» **Extract provided**

───

For these rationalist philosophers, judgments about external objects do not yield knowledge on the basis of sense-perception alone. There is always some uncertainty with respect to whether the perceptions of sense accurately describe the objects which they seem to present. If there is to be knowledge of those objects, this uncertainty must be overcome, and it is overcome only through the use of reason, as Plato had argued in the Theaetetus.
The Platonic insistence on a central role for reason in knowledge was echoed in Christian Platonist thinkers such as St. Augustine. Thus Arnauld wrote that, "St. Augustine was right to hold with Plato that judgments concerning truth and the rules for its discernment belong not to the senses but to the mind." Similar views can be found in Descartes, particularly in the famous example of the piece of wax in the Second Meditation. Descartes further held, notoriously, that one must first use reason in order to prove that God exists before one can know that external objects exist.
For the "empiricist" Locke, "There can be nothing more certain than that the idea we receive from an external object is in our minds: this is intuitive knowledge" (An Essay Concerning Human Understnding, Book IV, Chapter II, Section 14). Here it must be noted that Locke was not pre-judging whether it comes from an external object or not.
But whether there be anything more than barely that idea in our minds; whether we can thence certainly infer the existence of anything without us, which corresponds to that idea, is that whereof some men think there may be a question made; because men may have such ideas in their minds, when no such thing exists, no such object affects their senses. (An Essay Concerning Human Understanding, Book IV, Chapter II, Section 14)As with the "rationalists," something more than the mere "having of ideas" is required for the degree of certainty required for knowledge of external objects.

───

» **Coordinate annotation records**
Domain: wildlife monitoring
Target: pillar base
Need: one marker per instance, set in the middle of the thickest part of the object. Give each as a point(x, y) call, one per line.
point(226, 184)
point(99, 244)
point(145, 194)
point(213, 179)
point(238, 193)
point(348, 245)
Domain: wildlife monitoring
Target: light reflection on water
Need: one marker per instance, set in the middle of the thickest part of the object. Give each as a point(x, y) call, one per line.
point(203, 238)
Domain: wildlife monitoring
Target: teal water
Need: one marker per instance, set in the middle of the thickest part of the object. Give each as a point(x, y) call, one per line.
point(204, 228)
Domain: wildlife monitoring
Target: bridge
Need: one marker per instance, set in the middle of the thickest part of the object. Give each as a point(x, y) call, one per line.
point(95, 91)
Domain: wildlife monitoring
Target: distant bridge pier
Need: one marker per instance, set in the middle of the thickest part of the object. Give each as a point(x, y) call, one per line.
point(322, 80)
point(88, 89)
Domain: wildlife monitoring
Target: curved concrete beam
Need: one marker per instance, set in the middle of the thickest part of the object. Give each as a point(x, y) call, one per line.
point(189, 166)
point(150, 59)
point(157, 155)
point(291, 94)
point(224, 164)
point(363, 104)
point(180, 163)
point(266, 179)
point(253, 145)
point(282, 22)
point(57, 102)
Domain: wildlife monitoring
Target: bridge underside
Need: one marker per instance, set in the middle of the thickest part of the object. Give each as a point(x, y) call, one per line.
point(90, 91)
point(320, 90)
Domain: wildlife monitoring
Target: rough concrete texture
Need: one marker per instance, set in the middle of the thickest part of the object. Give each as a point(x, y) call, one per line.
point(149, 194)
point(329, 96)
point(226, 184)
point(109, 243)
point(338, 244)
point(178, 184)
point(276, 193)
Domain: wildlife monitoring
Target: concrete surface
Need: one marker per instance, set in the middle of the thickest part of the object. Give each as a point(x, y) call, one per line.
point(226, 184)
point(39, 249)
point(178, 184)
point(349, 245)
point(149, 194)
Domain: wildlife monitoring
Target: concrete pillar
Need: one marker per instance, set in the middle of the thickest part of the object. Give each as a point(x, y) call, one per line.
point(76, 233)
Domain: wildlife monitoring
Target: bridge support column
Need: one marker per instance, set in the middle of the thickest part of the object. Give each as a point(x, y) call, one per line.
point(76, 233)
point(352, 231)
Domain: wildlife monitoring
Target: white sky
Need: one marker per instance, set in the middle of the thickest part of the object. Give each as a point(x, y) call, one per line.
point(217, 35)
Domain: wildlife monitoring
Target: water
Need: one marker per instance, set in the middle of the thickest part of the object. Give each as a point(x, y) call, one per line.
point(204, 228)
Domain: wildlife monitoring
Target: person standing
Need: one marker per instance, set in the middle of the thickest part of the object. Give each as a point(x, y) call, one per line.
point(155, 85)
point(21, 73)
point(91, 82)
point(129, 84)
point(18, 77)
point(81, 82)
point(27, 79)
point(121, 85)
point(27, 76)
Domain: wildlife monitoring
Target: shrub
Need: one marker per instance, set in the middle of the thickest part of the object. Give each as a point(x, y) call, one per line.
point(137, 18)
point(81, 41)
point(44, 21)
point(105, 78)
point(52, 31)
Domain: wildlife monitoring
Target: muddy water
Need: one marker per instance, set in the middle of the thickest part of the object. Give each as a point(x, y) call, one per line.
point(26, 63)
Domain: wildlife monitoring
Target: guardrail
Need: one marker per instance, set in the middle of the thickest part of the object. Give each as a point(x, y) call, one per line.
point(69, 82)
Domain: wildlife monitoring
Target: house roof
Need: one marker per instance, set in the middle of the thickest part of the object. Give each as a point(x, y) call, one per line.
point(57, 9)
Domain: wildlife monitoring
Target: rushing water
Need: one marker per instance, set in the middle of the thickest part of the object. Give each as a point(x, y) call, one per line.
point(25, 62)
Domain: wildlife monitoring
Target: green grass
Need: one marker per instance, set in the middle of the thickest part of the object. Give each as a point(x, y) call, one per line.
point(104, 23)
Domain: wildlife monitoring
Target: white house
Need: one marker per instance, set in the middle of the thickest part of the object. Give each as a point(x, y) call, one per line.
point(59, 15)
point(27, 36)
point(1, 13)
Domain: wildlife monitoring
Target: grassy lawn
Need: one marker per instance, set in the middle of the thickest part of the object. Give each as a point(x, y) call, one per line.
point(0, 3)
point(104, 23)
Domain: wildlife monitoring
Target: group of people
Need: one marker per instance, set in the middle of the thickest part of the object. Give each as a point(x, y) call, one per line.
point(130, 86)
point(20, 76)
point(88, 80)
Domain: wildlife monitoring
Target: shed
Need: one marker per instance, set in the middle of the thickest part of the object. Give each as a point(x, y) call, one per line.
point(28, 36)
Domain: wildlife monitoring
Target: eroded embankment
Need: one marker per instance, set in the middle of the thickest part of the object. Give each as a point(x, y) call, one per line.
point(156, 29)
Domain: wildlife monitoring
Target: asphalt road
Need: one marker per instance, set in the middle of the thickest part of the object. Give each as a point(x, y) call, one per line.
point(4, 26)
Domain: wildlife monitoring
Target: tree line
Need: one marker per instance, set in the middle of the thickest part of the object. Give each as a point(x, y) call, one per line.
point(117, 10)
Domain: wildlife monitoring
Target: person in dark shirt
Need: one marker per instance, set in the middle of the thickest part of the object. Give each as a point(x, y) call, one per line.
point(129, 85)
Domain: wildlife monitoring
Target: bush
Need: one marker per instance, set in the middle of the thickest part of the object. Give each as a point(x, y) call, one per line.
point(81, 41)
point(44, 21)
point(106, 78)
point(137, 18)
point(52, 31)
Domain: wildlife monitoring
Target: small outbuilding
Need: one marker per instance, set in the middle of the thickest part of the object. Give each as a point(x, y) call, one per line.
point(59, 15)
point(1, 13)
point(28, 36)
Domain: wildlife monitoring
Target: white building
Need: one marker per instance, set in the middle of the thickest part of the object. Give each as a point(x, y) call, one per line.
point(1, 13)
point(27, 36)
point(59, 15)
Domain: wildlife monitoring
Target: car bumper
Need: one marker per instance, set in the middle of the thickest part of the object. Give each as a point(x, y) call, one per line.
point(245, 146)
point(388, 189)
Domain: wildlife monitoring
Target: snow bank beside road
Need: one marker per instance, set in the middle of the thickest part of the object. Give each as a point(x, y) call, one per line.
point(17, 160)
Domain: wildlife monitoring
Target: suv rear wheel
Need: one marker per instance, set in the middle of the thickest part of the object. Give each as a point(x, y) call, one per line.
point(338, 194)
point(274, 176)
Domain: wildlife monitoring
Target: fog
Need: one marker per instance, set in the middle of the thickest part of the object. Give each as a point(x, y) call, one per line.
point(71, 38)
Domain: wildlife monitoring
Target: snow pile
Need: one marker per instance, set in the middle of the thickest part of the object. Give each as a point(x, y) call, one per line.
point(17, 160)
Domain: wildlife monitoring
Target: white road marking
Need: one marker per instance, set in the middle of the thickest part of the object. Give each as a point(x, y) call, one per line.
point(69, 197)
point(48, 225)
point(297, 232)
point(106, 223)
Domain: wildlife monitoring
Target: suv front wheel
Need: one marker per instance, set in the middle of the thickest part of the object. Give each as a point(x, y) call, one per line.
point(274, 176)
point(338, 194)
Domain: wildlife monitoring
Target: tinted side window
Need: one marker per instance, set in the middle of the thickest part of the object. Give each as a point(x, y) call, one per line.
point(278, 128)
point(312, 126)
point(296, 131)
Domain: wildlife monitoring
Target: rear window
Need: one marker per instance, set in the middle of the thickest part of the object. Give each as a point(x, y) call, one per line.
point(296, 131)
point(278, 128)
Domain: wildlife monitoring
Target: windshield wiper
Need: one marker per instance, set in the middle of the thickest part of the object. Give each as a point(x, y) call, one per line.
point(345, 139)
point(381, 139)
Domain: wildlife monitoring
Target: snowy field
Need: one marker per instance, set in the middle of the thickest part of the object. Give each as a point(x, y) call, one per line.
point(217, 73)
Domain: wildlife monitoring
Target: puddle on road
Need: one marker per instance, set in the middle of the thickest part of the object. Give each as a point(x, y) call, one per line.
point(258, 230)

───

» **Requirements**
(a) In the passage on knowledge of external objects, which example in Descartes's Second Meditation is cited as showing similar views?
(b) Pick out every line of the records that contains the string "bridge", treating uppercase and lowercase as different.

» **Written responses**
(a) The piece of wax.

(b)
Target: bridge
Target: distant bridge pier
Target: bridge underside
Target: bridge support column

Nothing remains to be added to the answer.